» PROBLEM: Check each line of the data for "below", and copy the ones that have it.

── PROVIDED MATERIAL ──

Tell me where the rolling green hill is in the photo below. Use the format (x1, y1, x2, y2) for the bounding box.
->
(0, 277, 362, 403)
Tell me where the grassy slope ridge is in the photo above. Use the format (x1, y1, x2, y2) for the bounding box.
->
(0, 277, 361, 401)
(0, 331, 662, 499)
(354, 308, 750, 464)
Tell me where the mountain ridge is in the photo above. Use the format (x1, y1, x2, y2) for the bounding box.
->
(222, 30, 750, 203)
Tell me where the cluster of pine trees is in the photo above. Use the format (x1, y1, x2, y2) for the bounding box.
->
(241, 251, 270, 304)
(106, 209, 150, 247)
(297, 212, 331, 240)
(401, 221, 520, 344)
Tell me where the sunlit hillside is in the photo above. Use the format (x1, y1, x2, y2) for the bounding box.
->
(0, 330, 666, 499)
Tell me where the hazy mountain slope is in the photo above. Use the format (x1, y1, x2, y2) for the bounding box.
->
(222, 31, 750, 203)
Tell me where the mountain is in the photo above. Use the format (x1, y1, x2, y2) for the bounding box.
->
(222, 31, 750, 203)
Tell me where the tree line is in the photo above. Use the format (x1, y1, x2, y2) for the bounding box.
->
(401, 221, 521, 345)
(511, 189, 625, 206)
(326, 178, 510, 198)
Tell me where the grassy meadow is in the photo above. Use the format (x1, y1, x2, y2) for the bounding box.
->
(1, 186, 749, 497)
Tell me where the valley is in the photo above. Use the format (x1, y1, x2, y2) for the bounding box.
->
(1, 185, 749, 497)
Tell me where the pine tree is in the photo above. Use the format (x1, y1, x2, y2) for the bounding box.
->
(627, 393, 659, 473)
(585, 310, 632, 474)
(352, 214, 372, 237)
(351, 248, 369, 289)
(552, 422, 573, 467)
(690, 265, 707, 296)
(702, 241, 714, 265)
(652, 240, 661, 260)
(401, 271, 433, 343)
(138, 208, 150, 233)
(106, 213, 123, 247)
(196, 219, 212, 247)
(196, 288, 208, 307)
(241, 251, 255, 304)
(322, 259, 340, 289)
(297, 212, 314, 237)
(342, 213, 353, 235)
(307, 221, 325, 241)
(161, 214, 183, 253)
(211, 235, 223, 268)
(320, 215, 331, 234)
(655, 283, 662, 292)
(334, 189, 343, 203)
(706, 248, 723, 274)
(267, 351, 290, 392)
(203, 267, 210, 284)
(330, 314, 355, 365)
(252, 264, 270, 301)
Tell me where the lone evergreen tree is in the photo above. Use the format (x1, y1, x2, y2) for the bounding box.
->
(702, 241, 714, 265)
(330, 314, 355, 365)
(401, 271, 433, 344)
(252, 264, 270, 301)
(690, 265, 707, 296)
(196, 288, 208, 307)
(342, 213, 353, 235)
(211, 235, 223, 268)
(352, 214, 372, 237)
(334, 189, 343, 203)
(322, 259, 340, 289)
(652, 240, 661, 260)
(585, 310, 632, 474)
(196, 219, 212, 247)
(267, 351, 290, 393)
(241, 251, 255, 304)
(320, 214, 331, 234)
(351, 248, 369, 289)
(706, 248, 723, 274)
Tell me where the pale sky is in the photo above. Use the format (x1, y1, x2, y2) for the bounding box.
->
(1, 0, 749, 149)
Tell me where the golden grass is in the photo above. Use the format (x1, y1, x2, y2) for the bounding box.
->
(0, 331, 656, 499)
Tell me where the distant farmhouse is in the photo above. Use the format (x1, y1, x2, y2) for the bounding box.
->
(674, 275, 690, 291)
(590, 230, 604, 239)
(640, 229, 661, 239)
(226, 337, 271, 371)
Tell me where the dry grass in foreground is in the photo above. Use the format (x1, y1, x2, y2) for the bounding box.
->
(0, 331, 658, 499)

───
── PROVIDED MATERIAL ──

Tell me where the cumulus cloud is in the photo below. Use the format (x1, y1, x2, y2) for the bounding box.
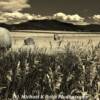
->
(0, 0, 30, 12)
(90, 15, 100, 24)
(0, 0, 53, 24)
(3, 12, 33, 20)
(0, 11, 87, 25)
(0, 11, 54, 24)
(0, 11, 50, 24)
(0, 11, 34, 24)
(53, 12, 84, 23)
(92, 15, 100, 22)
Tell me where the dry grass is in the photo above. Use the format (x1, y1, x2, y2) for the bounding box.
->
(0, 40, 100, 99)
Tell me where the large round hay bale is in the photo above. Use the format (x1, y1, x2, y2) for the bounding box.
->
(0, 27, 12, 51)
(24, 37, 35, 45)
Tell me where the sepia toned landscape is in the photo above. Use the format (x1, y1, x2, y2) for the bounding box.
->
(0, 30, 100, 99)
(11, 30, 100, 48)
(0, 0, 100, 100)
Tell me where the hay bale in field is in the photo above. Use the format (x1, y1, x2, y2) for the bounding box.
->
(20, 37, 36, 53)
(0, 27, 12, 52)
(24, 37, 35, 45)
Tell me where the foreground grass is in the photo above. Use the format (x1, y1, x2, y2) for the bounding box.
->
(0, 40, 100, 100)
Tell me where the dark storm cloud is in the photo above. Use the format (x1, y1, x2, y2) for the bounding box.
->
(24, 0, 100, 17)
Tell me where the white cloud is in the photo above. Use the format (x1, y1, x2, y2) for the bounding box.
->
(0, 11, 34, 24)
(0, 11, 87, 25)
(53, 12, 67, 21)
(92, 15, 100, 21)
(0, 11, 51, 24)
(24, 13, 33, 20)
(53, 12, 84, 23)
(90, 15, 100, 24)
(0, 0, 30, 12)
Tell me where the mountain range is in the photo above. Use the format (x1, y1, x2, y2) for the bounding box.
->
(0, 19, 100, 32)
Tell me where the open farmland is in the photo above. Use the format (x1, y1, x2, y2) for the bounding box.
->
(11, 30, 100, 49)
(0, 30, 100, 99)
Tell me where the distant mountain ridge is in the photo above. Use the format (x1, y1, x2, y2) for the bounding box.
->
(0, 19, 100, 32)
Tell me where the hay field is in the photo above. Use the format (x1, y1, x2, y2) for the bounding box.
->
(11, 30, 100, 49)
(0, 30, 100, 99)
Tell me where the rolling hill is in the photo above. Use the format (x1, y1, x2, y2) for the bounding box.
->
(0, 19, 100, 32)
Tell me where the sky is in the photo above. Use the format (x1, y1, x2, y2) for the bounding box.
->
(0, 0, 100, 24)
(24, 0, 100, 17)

───

» TASK RESULT:
Tell me where the rolling green hill is in the photo below. Use the format (x1, y1, x2, y2) for the bounding box.
Tell me where the cumulus cloud is in the photo below. Use the format (x1, y1, x2, y2) for the bounding box.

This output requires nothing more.